→ **Exercice proposé**: Repérez dans les items ci-dessous chaque ligne contenant le mot « branch » et recopiez-la, en respectant la casse.

→ **Entrées de pointage d'objets étiquetés**:
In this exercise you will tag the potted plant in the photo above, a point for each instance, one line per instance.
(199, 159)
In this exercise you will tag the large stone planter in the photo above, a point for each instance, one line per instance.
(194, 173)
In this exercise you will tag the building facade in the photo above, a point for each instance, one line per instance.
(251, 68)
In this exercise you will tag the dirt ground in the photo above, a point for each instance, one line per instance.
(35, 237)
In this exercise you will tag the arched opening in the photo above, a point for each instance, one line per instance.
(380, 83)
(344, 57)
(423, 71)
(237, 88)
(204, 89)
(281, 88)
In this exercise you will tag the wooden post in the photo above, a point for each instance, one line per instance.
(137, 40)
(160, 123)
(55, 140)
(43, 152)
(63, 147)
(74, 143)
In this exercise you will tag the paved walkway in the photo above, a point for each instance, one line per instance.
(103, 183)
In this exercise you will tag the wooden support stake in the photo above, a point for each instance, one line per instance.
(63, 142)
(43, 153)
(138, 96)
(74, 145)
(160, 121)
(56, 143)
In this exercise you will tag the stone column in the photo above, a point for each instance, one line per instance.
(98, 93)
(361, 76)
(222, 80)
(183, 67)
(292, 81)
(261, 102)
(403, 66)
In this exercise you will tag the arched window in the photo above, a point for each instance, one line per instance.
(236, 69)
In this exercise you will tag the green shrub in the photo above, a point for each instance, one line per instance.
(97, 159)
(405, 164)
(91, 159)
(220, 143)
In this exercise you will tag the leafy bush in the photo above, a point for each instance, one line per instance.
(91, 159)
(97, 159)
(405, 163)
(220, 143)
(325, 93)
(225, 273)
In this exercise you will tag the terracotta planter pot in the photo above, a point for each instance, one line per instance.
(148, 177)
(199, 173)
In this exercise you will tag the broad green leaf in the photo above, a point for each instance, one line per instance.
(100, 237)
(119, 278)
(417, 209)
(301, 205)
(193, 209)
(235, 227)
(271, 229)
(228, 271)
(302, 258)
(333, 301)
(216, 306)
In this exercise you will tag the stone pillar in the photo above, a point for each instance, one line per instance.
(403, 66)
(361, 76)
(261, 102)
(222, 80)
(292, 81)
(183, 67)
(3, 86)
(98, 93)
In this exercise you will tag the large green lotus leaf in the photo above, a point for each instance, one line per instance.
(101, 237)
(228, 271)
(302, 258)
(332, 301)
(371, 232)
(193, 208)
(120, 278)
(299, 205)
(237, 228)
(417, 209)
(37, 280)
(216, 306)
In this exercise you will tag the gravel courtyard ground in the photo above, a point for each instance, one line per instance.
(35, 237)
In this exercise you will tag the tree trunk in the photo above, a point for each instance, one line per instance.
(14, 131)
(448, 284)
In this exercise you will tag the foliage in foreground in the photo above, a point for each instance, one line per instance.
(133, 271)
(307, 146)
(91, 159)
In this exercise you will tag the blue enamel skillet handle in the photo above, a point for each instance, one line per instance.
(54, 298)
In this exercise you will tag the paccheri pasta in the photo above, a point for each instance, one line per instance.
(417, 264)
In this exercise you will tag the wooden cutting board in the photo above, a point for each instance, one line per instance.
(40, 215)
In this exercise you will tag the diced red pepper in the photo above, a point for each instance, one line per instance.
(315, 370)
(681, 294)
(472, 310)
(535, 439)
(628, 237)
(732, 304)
---
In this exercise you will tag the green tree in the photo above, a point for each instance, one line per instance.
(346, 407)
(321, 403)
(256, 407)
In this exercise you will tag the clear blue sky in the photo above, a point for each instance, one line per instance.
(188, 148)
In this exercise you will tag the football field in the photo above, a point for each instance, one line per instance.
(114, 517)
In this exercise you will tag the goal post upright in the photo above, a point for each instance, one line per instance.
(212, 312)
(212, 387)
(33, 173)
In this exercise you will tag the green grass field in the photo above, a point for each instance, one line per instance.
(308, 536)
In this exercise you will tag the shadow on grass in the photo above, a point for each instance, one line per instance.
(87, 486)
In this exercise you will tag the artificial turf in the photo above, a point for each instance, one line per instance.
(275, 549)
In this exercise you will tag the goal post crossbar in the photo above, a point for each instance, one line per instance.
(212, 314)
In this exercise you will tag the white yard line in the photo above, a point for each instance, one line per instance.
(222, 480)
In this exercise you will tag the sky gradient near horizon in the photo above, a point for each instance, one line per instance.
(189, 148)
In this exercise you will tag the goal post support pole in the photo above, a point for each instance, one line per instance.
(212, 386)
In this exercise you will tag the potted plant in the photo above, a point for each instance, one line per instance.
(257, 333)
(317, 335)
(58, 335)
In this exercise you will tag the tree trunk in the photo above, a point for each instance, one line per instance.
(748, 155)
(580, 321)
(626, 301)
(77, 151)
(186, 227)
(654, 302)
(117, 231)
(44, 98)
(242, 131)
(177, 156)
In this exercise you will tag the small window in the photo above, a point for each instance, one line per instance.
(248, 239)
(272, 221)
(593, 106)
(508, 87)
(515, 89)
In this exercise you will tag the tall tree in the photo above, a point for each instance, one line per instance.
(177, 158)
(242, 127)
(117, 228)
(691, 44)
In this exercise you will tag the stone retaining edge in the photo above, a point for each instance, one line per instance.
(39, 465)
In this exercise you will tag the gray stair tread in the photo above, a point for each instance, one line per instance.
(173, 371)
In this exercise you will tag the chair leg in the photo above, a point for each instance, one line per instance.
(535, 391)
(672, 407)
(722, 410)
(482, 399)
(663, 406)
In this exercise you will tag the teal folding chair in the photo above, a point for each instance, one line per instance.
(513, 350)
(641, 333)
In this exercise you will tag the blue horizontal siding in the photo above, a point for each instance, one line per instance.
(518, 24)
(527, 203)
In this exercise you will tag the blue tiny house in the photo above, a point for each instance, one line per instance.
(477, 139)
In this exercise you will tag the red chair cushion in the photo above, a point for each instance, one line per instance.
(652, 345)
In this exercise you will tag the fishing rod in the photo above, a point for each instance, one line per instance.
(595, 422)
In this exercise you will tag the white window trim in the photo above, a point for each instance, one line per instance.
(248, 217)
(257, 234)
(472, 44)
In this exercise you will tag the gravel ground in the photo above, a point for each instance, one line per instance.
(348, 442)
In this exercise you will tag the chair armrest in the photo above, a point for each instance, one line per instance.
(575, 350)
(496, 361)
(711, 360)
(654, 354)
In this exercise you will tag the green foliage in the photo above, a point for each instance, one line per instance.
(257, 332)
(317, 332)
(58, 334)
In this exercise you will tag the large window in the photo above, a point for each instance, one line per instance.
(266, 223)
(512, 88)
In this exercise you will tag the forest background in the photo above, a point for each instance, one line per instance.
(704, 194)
--
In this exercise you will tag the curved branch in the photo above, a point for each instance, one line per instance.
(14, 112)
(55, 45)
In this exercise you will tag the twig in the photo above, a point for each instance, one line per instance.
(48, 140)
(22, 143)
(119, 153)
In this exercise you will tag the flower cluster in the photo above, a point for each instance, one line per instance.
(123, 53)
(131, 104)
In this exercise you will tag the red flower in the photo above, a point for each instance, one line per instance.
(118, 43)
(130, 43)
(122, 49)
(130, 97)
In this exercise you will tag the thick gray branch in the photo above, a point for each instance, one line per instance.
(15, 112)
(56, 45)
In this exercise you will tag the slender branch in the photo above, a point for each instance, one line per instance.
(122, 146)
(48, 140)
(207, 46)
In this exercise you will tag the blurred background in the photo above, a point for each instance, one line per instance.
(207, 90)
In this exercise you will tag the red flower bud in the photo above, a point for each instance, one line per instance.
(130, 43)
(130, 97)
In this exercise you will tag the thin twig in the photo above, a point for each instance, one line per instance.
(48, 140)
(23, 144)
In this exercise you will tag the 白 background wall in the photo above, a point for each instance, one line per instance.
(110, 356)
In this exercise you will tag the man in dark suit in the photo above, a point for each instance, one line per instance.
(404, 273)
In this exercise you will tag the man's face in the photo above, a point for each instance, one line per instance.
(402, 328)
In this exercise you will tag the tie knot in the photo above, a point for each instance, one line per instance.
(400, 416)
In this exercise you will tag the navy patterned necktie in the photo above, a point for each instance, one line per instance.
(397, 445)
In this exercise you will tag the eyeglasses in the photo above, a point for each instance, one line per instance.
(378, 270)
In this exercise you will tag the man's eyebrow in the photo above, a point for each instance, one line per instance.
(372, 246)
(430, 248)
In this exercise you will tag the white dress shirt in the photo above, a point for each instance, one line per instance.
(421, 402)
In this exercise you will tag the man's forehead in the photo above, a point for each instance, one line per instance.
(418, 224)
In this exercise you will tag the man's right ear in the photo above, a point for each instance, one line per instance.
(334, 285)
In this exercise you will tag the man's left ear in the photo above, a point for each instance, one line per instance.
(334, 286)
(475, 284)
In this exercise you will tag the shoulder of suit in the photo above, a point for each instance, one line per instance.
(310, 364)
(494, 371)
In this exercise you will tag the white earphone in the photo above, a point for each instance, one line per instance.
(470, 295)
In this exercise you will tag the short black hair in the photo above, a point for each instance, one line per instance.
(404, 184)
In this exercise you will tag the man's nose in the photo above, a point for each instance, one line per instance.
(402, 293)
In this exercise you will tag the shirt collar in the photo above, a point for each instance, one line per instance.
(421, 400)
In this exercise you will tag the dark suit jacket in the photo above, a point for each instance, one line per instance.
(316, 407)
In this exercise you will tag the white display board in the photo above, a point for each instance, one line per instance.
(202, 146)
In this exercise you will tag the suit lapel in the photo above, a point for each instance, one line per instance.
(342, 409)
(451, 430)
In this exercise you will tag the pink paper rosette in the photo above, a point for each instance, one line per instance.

→ **Corrigé de l'exercice**:
In this exercise you will tag the curved branch in the photo above, a point for each instance, one line per instance.
In this exercise you will tag the thick gray branch in the photo above, a point for each instance, one line per instance.
In this exercise you will tag the slender branch in the photo above, a point for each instance, one line per instance.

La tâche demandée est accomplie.